Passage>

◆ ◆ ◆ ◆

Three New Potentials. Curiously, the Health Savings Account had to be tested before it could be fully understood even by its originators. A bit of history may help explain the delay. The basic concept of Health Savings Accounts was developed in 1981 by John McClaughry and me, while John was Senior Policy Advisor in the Reagan White House. Derived from the IRA concept developed by Senator Bill Roth of Delaware, it started as a Christmas Savings Account, to save up for the approaching deductible of (high-deductible) Catastrophic health insurance -- which was to be linked to it. So from its beginning, there were two linked features: (1) high-deductible health insurance, and (2) a medical variant of an Individual Retirement Account (IRA). For those unfamiliar with insurance jargon, a high "front-end" deductible policy connotes the insurance company only ensures that part of a medical bill which is greater than the stated deductible amount.

◆ ◆ ◆ ◆

Available data>

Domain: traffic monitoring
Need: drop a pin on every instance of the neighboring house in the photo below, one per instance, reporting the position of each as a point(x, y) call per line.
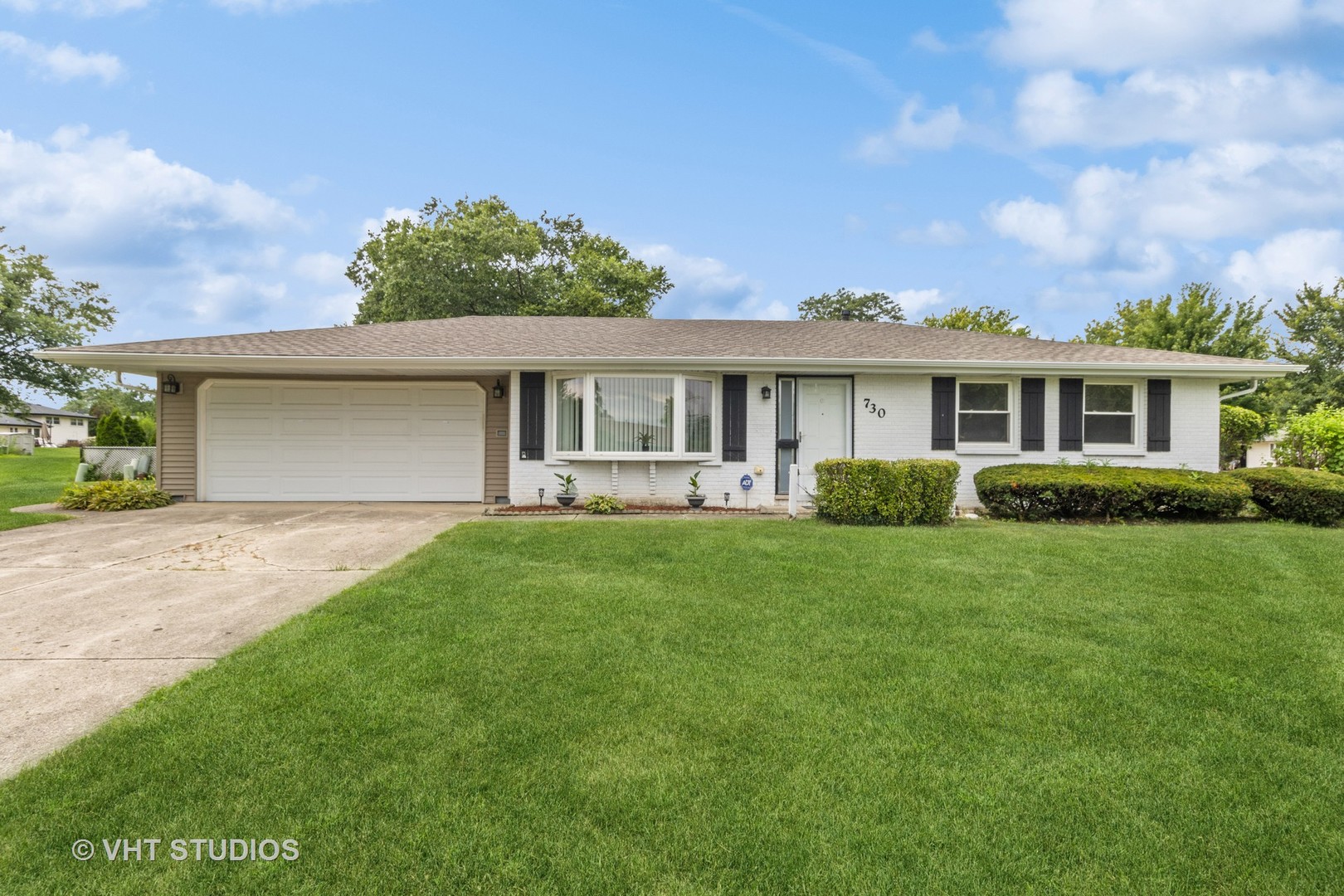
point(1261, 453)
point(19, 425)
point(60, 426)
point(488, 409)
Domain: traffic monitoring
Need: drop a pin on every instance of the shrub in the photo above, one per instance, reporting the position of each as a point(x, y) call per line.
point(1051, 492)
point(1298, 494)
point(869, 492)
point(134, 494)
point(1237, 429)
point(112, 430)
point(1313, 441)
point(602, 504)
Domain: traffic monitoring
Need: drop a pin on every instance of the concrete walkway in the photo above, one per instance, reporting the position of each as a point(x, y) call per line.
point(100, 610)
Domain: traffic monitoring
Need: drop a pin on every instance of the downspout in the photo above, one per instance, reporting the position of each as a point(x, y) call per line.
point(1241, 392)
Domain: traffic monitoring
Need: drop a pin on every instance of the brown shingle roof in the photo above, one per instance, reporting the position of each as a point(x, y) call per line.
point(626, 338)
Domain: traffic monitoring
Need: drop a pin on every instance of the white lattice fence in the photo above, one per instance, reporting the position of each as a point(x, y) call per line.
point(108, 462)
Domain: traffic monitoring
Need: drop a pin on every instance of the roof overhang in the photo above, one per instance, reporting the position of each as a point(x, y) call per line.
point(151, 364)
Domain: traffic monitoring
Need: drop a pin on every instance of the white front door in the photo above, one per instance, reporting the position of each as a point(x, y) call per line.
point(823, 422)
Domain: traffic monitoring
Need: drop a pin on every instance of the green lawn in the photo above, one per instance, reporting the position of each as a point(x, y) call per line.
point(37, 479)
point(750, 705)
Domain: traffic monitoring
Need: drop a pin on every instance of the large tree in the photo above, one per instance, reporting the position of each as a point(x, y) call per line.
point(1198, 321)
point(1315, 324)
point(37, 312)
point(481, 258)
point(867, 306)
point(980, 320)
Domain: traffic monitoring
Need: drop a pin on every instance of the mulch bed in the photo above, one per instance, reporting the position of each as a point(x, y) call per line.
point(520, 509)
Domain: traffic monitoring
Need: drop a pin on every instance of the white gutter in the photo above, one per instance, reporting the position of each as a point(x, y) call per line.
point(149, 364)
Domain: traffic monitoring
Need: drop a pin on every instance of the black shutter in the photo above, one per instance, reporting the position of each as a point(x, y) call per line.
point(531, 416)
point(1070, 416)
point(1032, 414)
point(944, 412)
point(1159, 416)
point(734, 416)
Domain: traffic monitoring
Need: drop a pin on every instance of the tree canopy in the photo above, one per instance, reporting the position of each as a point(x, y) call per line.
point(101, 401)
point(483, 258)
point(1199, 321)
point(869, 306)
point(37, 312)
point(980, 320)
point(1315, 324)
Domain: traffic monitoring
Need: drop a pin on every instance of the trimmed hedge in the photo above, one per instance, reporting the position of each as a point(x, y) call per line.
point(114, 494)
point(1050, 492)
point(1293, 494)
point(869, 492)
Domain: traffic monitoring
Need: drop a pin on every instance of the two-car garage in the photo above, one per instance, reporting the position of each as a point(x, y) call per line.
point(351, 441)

◆ ◆ ◆ ◆

Exercise aim> Continue the passage on the origins of Health Savings Accounts, starting after its last sentence, which explains what a high "front-end" deductible means.

Answer for the task>
Since this automatically means the higher the deductible, the lower the annual insurance premium; high deductible policies are the cheapest you can buy. When the Affordable Care Act was passed, all health insurance was required to have a "high" deductible, so the HSA idea then seemed moot. But a high deductible by itself isn't enough. Without the savings account attached to it, the client can't easily separate risk protection from pre-payment, or for that matter inpatient costs from outpatient ones. Ideally, the level of the chosen deductible is the result of tension between a high level to please the insurance company, and a low level to attract the customer. Call it luck or call it planning, a high deductible separates inpatient from outpatient, market prices versus fixed ones, optional costs from unavoidable ones, prevention from treatment, and risk protection from pre-payment. Out of these segregations, remarkable things can be achieved. The one danger is that the deductible might fail to change with circumstances. The divisions are set by the market balance between customer and provider and are rough ones. If either side succeeds in freezing the deductible, its underlying significance could disappear.

The higher the deductible, the lower the yearly insurance premium.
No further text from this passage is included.